__Quoted passage__.

****************

Day 6 was a mixed bag at the festival until I was pulled out of my cinematic malaise by Nelly Ben Hayoun-Stépanian, director of I am (Not) a Monster. She greeted delegates at the screening of her documentary and presented each of us with a double vinyl imprint of the film. Explaining that she was trying alternative ways to get people to turn up and see independent films, and new ways to distribute them, I lost all the cynicism that had built up in me earlier in the day.
Onto some cynicism…
Keira Knightley stars in the true story of Katharine Gun; a former GCHQ operative who leaked a classified memo about the USA’s attempt at manipulating a UN vote on whether a war with Iraq would be legal. Gun acted in the hopes that she would prevent a war and instead opened her and her husband up to the threat of imprisonment and deportation. And as for stopping the war…
Official Secrets is a great education into why Tony B-Liar is considered a war criminal (by some) and why Ellen DeGeneres chatting to George W. Bush is such a sensitive topic this week. The film lays out the role of GCHQ, the way the war with Iraq was launched, and all manner of political details that I was ignorant of at the time. A documentary could have delivered the same info but people are more likely to listen if Keira Knightley is doing the talking.

****************

__Set exercise a__.
For each statement, say whether it agrees with the festival review, answering yes or no and quoting the words of the review that decide it.
(i) The director of I am (Not) a Monster gave each delegate a double vinyl imprint of the film.
(ii) Katharine Gun leaked a memo about a UN vote on whether a war with Iraq would be legal.
(iii) The writer already knew all the political details in Official Secrets at the time.
The entries after this have no connection to the festival review.

****************

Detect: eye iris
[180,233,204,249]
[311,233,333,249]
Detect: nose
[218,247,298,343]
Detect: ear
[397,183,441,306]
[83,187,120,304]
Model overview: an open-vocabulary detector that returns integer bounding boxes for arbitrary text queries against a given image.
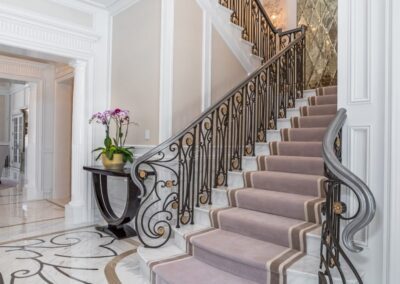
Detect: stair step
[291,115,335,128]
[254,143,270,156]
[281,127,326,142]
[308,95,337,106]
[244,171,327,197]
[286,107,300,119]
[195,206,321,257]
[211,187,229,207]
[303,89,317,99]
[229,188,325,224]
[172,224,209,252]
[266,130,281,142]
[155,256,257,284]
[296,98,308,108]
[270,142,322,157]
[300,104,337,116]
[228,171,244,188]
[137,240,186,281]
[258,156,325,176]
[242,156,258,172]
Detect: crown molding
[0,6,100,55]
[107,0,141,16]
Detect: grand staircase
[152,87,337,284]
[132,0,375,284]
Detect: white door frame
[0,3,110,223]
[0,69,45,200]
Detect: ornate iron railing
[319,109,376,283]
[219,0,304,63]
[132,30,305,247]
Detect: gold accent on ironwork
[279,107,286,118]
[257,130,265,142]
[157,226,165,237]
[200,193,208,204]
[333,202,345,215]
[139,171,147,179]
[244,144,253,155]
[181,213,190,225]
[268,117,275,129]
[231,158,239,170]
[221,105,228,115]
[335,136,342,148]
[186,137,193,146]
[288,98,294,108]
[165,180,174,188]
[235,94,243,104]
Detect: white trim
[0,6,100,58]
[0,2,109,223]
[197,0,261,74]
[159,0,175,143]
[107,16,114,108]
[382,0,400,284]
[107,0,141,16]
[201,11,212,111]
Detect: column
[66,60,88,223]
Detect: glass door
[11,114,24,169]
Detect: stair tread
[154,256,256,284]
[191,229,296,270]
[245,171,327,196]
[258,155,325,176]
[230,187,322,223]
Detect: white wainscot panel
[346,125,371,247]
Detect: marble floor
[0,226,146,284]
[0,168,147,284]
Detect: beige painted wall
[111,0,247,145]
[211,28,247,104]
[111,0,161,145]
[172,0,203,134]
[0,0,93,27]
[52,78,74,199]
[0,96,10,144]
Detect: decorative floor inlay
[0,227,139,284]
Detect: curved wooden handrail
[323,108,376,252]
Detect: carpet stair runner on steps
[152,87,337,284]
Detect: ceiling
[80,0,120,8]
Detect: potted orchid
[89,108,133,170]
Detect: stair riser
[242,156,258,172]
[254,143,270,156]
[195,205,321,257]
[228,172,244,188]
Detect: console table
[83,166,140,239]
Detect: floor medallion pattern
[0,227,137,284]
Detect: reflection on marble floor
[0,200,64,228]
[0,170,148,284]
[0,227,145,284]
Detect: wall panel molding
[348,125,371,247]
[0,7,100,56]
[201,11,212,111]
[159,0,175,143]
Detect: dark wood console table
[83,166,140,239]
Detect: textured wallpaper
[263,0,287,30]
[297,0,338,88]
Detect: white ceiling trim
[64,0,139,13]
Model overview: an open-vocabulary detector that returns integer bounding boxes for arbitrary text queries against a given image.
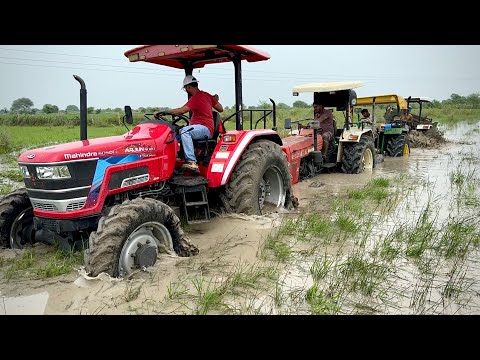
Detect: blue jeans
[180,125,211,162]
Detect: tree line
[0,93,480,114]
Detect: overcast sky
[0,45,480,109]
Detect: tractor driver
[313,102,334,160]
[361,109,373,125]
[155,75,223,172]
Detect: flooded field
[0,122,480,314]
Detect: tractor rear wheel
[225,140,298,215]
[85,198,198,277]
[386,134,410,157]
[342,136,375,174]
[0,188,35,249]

****************

__Set exercise b__.
In the entries, take everything from the line containing "Detect: ornate iron railing" down to the line containing "[64,0,139,13]", including both of those lines. Write out only that stretch with "Detect" replaced by "Locate" and everything else unchanged.

__Final result a__.
(i) Yes: "presented each of us with a double vinyl imprint of the film"
(ii) Yes: "leaked a classified memo about the USA’s attempt at manipulating a UN vote on whether a war with Iraq would be legal"
(iii) No: "all manner of political details that I was ignorant of at the time"

__Final result b__.
Locate: ornate iron railing
[319,109,376,283]
[219,0,304,63]
[132,30,305,247]
Locate: gold accent on ironwork
[279,107,286,118]
[257,130,265,142]
[157,226,165,237]
[200,193,208,204]
[333,202,345,215]
[139,171,147,179]
[244,144,253,155]
[181,213,190,225]
[268,117,275,129]
[231,158,239,170]
[221,105,228,115]
[335,136,342,148]
[186,137,193,146]
[288,98,294,108]
[165,180,174,188]
[235,94,243,104]
Locate: white trim
[0,6,100,58]
[0,2,109,223]
[197,0,261,74]
[159,0,175,143]
[107,16,114,108]
[382,0,400,284]
[107,0,141,16]
[201,11,212,111]
Locate: column
[66,60,88,223]
Locate: glass door
[11,114,24,169]
Locate: stair tread
[154,256,256,284]
[191,229,296,270]
[245,171,327,196]
[258,155,325,176]
[230,187,322,223]
Locate: white wainscot panel
[346,125,371,247]
Locate: marble floor
[0,226,146,284]
[0,168,147,284]
Locate: beige painted wall
[111,0,247,145]
[211,28,247,104]
[111,0,161,145]
[172,0,203,134]
[0,0,93,27]
[52,78,74,199]
[0,96,10,144]
Locate: decorative floor inlay
[0,227,139,284]
Locate: curved wooden handrail
[323,108,376,252]
Locate: carpet stair runner on steps
[152,87,337,284]
Locate: ceiling
[80,0,120,8]
Locate: potted orchid
[89,108,133,170]
Locate: stair riser
[242,156,258,172]
[254,143,270,156]
[195,205,321,257]
[228,172,244,188]
Locate: console table
[83,166,140,239]
Locate: floor medallion pattern
[0,227,137,284]
Locate: reflection on marble floor
[0,200,64,228]
[0,170,148,284]
[0,227,145,284]
Locate: wall panel molding
[348,125,371,247]
[0,7,100,56]
[201,11,212,111]
[159,0,175,143]
Locate: dark wood console table
[83,166,140,239]
Locate: textured wallpaper
[263,0,287,30]
[297,0,338,88]
Locate: white ceiling trim
[64,0,139,13]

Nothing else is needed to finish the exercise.